Passage provided:
** begin **
Why do we need Unicode?

Unicode (ISO 10646) is the one-size-fits-all character encoding standard designed to clean up the mess of dozens of mutually incompatible ASCII extensions and special encodings and to allow the computer interchange of text in any of the world's writing systems.

How can number crunchers handle text?

The Unix Operating System of the early 1970s was one of the first to make use of ASCII. ASCII, the American Standard Code for Information Interchange of 1968, assigned a certain textual meaning to each of the numbers between 32 and 127. ASCII assigned codes for some punctuation symbols, the decimal digits and the letters of the English alphabet in upper and lower case. For instance, the Latin capital letter H was assigned the binary number 01001000 which is =48 hexadecimal or 72 decimal. Most computers nowadays adhere to this standard so that you are able to write a program like

	echo Hello world!
which merely outputs the number sequence
	=48=65=6C=6C=6F=20=77=6F=72=6C=64=21=0A
and rest assured that the readable line "Hello world!" will be drawn on your screen when the program is run on your terminal. You can also save the output to a file on a floppy disk and read it back through some other program or on another computer and you will still get to read "Hello world!". "Hello world!" will also appear on the printout when you redirect the output to the printer or on your recipients' screens when you send the output by e-mail. During all of this only binary numbers have been transmitted. Yet you didn't even have to know the numbers or type them in because your computer's operating system automatically enters the =48 when you press the [H] key on your keyboard while holding the [Shift] key for capital letters.

Dealing with languages other than English in ASCII

Now, how do you get your computer to write the equivalent of "Hello world!" in Polish, Russian, Japanese or Arabic?
** end **
Available data:
** begin **
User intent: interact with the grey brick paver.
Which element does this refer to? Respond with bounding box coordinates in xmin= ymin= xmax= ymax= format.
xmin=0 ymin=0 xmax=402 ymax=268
** end **
Task list:
1 - According to the passage on Unicode, what hexadecimal number did ASCII assign to the Latin capital letter H?
2 - Pick up the passage on Unicode at the point where it stops, and continue it.

The responses:
1 - =48 hexadecimal, which is 72 decimal.

2 -
The sad answer is: not so easily (yet). On computers, some languages are more equal than others. ASCII simply does not contain all the characters necessary. There are no Cyrillic letters, no Hiragana syllabics, no Chinese ideographs. You cannot even write correct Polish with its accentuated Latin letters. Let alone facilities for Arabic's contextual joining and reverse writing direction.

Of course, you could go and transliterate everything in ASCII but chances are that the results will look somewhere between ugly and unreadable and that you will create ambiguities: the Polish accented c might show up as one of c (flat ASCII, accent-stripped) c' (postfixed modifier) 'c (prefixed accent) cx (digraph) c\b' (backspace-overstrike) \'c (TeX notation) ć (SGML entity) and an ASCII c' can stand for a Polish accented c or a Serbian tshe or a c followed by an apostrophe and many other things. That's why we need a standard to describe the Polish c' in its most accurate form, with a unique and unambiguous encoding.

Extending ASCII: the charset chaos

Computer history has produced dozens of competing ASCII extensions like the Russian KOI-8, the Japanese JIS X 0201, the European Teletex charset ISO 6937, the European single-byte charset series ISO 8859 and manufacturers' code pages. All of them solved some of ASCII's shortcomings and reduced the problem of writing non-English text to outputting the right numbers. But none of them comprehensively tried to cover all scripts. And these ASCII extensions are so incompatible with each other that you simply cannot expect the mere number sequence =FA=C4=D2=C1=D7=D3=D4=D7=D5=CA=20=CD=C9=D2=21 to be recognized as the Russian "Hello world!" on every computer you send it to. Even in Russia it will be misinterpreted by many systems as something else.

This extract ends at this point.